- Page text -
-------

This invention relates to software e-mail filters, especially those filters that employ adaptive rules to determine whether e-mail messages are wanted by the recipient.
The proliferation of junk e-mail, or “spam,” can be a major annoyance to e-mail users who are bombarded by unsolicited e-mails that clog up their mailboxes. While some e-mail solicitors do provide a link which allows the user to request not to receive e-mail messages from the solicitors again, many e-mail solicitors, or “spammers,” provide false addresses so that requests to opt out of receiving further e-mails have no effect as these requests are directed to addresses that either do no exist or belong to individuals or entities who have no connection to the spammer.
It is possible to filter e-mail messages using software that is associated with a user's e-mail program. In addition to message text, e-mail messages contain a header having routing information (including IP addresses), a sender's address, recipient's address, and a subject line, among other things. The information in the message header may be used to filter messages. One approach is to filter e-mails based on words that appear in the subject line of the message. For instance, an e-mail user could specify that all e-mail messages containing the word “mortgage” be deleted or posted to a file. An e-mail user can also request that all messages from a certain domain be deleted or placed in a separate folder, or that only messages from specified senders be sent to the user's mailbox. These approaches have limited success since spammers frequently use subject lines that do not indicate the subject matter of the message (subject lines such as “Hi” or “Your request for information” are common). In addition, spammers are capable of forging addresses, so limiting e-mails based solely on domains or e-mail addresses might not result in a decrease of junk mail and might filter out e-mails of actual interest to the user.
“Spam traps,” fabricated e-mail addresses that are placed on public websites, are another tool used to identify spammers. Many spammers “harvest” e-mail addresses by searching public websites for e-mail addresses, then send spam to these addresses. The senders of these messages are identified as spammers and messages from these senders are processed accordingly. More sophisticated filtering options are also available. For instance, Mailshell™ SpamCatcher works with a user's e-mail program such as Microsoft Outlook™ to filter e-mails by applying rules to identify and “blacklist” (i.e., identifying certain senders or content, etc., as spam) spam by computing a spam probability score. The Mailshell™ SpamCatcher Network creates a digital fingerprint of each received e-mail and compares the fingerprint to other fingerprints of e-mails received throughout the network to determine whether the received e-mail is spam. Each user's rating of a particular e-mail or sender may be provided to the network, where the user's ratings will be combined with other ratings from other network members to identify spam.

-------

- Data provided -

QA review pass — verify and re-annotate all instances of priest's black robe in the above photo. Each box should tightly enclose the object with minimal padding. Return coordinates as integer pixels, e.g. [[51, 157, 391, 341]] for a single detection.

-------

- Description of the task -
Type out the spam-filtering text word for word, starting at "This invention relates" and ending at "by the recipient.".

- Complete response -
This invention relates to software e-mail filters, especially those filters that employ adaptive rules to determine whether e-mail messages are wanted by the recipient.